- Given task: Copy each of the following records word for word, keeping every line in its original order.

>> start Supplied material

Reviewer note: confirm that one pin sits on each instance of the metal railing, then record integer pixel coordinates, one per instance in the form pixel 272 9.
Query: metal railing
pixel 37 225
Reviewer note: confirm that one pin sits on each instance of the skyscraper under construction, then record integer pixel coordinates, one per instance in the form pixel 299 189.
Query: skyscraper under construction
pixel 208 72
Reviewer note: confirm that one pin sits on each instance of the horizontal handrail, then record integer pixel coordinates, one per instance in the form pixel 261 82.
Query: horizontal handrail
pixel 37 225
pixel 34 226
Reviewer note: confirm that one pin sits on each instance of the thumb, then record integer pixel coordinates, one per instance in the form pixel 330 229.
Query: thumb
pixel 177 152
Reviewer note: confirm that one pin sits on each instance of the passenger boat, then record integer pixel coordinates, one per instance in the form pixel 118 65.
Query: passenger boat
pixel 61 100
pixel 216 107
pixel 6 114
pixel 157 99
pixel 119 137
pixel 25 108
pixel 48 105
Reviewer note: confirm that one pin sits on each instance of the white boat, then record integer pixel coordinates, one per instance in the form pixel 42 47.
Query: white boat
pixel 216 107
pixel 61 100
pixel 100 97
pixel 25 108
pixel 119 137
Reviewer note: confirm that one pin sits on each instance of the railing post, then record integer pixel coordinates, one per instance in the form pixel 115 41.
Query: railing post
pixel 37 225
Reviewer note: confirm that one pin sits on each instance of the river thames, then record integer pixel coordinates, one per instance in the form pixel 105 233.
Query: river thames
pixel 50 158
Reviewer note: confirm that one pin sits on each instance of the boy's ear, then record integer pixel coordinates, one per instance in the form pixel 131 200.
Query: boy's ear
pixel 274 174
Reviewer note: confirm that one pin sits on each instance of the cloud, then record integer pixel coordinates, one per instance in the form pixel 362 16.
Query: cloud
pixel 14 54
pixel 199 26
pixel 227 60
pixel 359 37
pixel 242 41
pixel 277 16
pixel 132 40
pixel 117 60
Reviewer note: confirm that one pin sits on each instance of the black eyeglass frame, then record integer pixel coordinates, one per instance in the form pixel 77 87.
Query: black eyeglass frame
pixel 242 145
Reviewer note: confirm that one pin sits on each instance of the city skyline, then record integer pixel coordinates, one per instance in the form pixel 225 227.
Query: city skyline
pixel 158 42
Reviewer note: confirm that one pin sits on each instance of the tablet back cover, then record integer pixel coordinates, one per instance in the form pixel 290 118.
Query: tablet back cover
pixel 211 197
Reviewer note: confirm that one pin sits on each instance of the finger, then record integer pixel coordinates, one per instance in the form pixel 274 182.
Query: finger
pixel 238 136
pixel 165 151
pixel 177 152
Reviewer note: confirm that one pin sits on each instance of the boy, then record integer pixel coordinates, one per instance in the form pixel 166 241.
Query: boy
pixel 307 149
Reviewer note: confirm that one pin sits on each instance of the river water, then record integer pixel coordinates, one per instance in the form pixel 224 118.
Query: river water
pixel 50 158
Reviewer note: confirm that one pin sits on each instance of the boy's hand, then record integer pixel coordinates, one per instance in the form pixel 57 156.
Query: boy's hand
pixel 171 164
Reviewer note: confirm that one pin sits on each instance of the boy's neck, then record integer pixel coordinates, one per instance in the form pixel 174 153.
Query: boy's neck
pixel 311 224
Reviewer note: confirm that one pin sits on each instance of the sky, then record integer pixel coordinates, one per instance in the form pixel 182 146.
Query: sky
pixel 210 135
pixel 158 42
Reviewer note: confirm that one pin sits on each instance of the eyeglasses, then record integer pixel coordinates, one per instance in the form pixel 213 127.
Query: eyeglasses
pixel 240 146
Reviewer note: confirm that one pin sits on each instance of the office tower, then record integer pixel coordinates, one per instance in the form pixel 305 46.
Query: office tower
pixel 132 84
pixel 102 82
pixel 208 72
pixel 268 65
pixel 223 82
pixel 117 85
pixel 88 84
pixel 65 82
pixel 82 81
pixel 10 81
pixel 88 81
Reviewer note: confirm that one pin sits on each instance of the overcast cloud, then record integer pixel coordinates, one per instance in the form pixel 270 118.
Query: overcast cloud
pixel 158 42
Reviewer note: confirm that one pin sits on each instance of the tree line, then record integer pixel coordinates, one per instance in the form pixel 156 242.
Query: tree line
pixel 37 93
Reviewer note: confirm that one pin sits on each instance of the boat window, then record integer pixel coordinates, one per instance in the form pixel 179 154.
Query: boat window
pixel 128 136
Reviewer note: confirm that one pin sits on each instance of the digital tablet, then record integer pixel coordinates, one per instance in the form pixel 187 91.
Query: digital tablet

>> end Supplied material

- Solution for this problem:
Reviewer note: confirm that one pin sits on each instance of the metal railing, then record integer pixel coordinates, one per instance in the form pixel 272 9.
Query: metal railing
pixel 37 225
Reviewer note: confirm that one pin sits on each instance of the skyscraper under construction, then record integer pixel coordinates, one per instance in the form pixel 299 189.
Query: skyscraper under construction
pixel 208 72
Reviewer note: confirm that one pin sits on each instance of the horizontal handrail, then record integer pixel coordinates, one per instance in the form pixel 261 82.
Query: horizontal handrail
pixel 37 225
pixel 34 226
Reviewer note: confirm that one pin sits on each instance of the thumb, then record integer pixel coordinates, one per instance in the form pixel 330 229.
Query: thumb
pixel 177 152
Reviewer note: confirm that one pin sits on each instance of the passenger boat, then record integer pixel coordinates, one per instance in the form pixel 118 65.
Query: passenger boat
pixel 61 100
pixel 216 107
pixel 6 114
pixel 157 99
pixel 119 137
pixel 25 108
pixel 48 105
Reviewer note: confirm that one pin sits on each instance of the white boat, then record integer pixel coordinates, one per instance in the form pixel 42 47.
Query: white boat
pixel 216 107
pixel 61 100
pixel 100 97
pixel 25 108
pixel 119 137
Reviewer note: confirm that one pin sits on each instance of the railing post, then record integer pixel coordinates, one per instance in the form pixel 115 41.
Query: railing post
pixel 37 225
Reviewer note: confirm that one pin sits on each instance of the river thames, then record integer pixel coordinates, one per instance in the form pixel 105 233.
Query: river thames
pixel 50 158
Reviewer note: confirm that one pin sits on each instance of the boy's ear, then record integer pixel coordinates, one per instance in the form pixel 131 200.
Query: boy's ear
pixel 274 174
Reviewer note: confirm that one pin sits on each instance of the cloud, then record integer pixel coordinates, one per instance in the form pixel 362 16.
Query: cloud
pixel 14 54
pixel 199 26
pixel 227 60
pixel 359 37
pixel 242 41
pixel 277 16
pixel 132 40
pixel 117 60
Reviewer note: confirm that one pin sits on each instance of the black eyeglass frame, then record integer pixel coordinates, one per instance in the form pixel 77 87.
Query: black eyeglass frame
pixel 242 145
Reviewer note: confirm that one pin sits on each instance of the city skyline, then record integer pixel coordinates, one per instance in the form pixel 225 227.
Query: city skyline
pixel 158 42
Reviewer note: confirm that one pin sits on each instance of the tablet back cover, then record integer pixel coordinates, one per instance in the form pixel 290 118.
Query: tablet back cover
pixel 211 197
Reviewer note: confirm that one pin sits on each instance of the finger, then record integer pixel coordinates, one per instance in the form pixel 274 182.
Query: finger
pixel 238 136
pixel 165 151
pixel 177 152
Reviewer note: confirm that one pin sits on each instance of the boy, then record integer pixel coordinates, one per instance in the form pixel 166 241.
Query: boy
pixel 307 149
Reviewer note: confirm that one pin sits on each instance of the river water, then record integer pixel coordinates, one per instance in the form pixel 224 118.
Query: river water
pixel 50 158
Reviewer note: confirm that one pin sits on each instance of the boy's hand, then record integer pixel coordinates, one per instance in the form pixel 57 156.
Query: boy's hand
pixel 171 164
Reviewer note: confirm that one pin sits on each instance of the boy's neck, then record integer pixel coordinates, one per instance in the form pixel 174 153.
Query: boy's neck
pixel 311 224
Reviewer note: confirm that one pin sits on each instance of the sky, then record integer pixel coordinates, one per instance in the form pixel 182 146.
Query: sky
pixel 210 135
pixel 158 42
Reviewer note: confirm that one pin sits on each instance of the eyeglasses, then record integer pixel coordinates, one per instance in the form pixel 213 127.
Query: eyeglasses
pixel 240 146
Reviewer note: confirm that one pin sits on each instance of the office tower, then record integer pixel coordinates, one per instance in the form pixel 305 46.
Query: office tower
pixel 132 84
pixel 102 82
pixel 208 72
pixel 268 65
pixel 223 82
pixel 117 85
pixel 88 84
pixel 65 82
pixel 82 81
pixel 10 81
pixel 88 81
Reviewer note: confirm that one pin sits on each instance of the overcast cloud, then record integer pixel coordinates, one per instance in the form pixel 270 118.
Query: overcast cloud
pixel 158 42
Reviewer note: confirm that one pin sits on each instance of the tree line, then record integer pixel coordinates, one per instance in the form pixel 156 242.
Query: tree line
pixel 37 93
Reviewer note: confirm that one pin sits on each instance of the boat window, then record integer pixel coordinates, one per instance in the form pixel 179 154.
Query: boat window
pixel 128 136
Reviewer note: confirm that one pin sits on each instance of the digital tablet, then record integer pixel coordinates, one per instance in the form pixel 187 91.
Query: digital tablet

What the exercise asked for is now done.